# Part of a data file
□ □ □ □ □
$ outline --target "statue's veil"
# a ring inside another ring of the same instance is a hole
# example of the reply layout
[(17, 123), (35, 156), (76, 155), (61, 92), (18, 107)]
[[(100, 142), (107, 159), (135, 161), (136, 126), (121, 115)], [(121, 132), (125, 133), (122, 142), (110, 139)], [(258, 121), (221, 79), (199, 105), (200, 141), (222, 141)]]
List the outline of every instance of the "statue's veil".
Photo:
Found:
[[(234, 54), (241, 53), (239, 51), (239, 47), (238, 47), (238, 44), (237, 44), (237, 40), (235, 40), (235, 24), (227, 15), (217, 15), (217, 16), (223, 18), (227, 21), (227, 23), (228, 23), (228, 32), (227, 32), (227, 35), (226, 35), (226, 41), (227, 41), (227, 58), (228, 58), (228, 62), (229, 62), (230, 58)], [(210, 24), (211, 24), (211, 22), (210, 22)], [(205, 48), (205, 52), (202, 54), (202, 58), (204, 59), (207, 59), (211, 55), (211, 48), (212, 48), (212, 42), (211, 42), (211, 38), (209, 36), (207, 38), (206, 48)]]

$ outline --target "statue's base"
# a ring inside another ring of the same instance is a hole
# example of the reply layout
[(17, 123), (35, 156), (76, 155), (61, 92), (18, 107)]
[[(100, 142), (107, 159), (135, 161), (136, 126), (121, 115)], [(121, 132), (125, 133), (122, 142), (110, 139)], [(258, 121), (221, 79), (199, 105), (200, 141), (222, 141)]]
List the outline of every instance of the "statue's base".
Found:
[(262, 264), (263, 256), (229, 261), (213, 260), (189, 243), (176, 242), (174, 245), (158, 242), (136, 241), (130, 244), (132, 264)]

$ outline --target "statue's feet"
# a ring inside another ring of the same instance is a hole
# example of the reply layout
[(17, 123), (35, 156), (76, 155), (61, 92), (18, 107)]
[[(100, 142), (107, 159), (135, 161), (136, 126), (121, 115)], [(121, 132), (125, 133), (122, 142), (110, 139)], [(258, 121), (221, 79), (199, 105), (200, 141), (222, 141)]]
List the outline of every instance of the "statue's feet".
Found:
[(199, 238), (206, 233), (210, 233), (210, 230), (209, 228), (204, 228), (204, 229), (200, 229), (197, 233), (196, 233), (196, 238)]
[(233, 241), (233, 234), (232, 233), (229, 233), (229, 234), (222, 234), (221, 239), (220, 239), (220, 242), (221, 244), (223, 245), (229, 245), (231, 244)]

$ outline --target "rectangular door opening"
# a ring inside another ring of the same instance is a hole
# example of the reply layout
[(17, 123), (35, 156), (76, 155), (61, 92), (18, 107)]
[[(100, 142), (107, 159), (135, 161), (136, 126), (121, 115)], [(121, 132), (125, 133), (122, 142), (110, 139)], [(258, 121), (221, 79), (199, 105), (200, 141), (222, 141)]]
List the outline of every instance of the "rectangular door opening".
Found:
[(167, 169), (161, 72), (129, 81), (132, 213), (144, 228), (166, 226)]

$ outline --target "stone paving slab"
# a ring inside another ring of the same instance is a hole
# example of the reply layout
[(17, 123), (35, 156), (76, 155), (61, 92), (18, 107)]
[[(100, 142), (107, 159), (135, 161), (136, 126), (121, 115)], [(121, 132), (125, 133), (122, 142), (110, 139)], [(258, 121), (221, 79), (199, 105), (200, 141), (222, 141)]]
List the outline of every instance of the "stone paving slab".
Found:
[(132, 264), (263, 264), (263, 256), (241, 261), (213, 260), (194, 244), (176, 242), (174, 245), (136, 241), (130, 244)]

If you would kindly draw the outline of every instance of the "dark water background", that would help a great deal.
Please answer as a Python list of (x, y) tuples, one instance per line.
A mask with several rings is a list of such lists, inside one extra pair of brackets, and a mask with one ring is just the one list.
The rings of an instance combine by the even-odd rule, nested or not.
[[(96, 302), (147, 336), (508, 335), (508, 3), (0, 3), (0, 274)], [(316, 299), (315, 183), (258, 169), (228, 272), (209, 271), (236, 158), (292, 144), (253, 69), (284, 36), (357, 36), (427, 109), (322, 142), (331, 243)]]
□ □ □ □ □
# DO THIS
Count the lines of the records above that contain the string "statue", matching case exactly. Give only the number.

# ANSWER TO THE PROBLEM
6